▶ **Quoted text**:
__________________________________________________

It's 2003, you are 16, and you are in your maths tuition. You’ve claimed your place in the middle of the side-bench and resumed whatever nonsense it is that keeps you laughing like a maniac through those years, and which cement your reputation as an obnoxious, loud troublemaker. You are having the time of your life when in walks a girl who stuns you, and the entire room, into silence.
You are smitten. Your friends notice, they tease you.
You don't know that a year later, you'll hold her hand as you walk through a Pondicherry evening.
But for now, you are just quiet.
The blackboard has trigonometry on it, which you are good at. What you aren’t good at is differential equations. You hate those. But those come later.
Your red bicycle is outside; you'll have bhel puri on the way home, to watch World's Most Amazing Videos on AXN at 8.

__________________________________________________

▶ **Exercise**:
Pick up the second-person recollection of the 2003 maths tuition class after its final sentence and carry it forward. The material has no role in this.

▶ **Given material**:
__________________________________________________

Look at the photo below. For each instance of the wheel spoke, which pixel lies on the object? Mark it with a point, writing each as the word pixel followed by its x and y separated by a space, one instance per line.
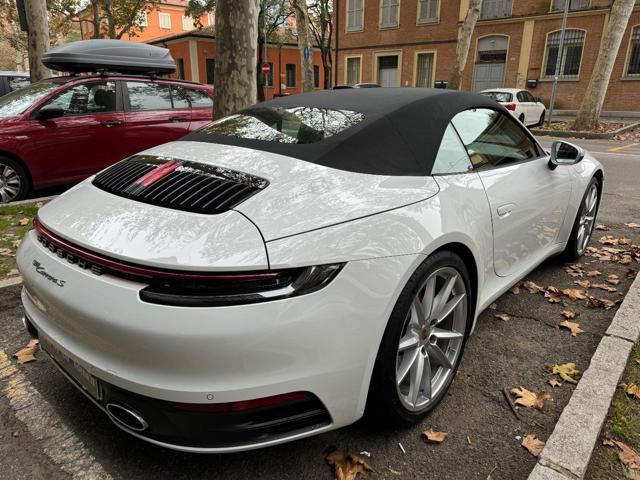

__________________________________________________

▶ **Final result**:
Dinner is mom's delicious fish curry with dosas, and you tease your little sister for a bit before your old man whacks you.
You are reading Michael Crichton’s Timeline, a weird time-travel book which you love because you are a bit of a nerd and there’s a lot of shit in it that sounds like science.
There’s a match tomorrow and you make a mental note not to go to your slower delivery early in your over. It tends to get hit. But if you get it right on the 4th or 5th delivery, you are in with a good chance of hitting the stumps.
The book sags, and as you nod off, you think of her.
Life is good. For a while, at least.
Written in December 2019.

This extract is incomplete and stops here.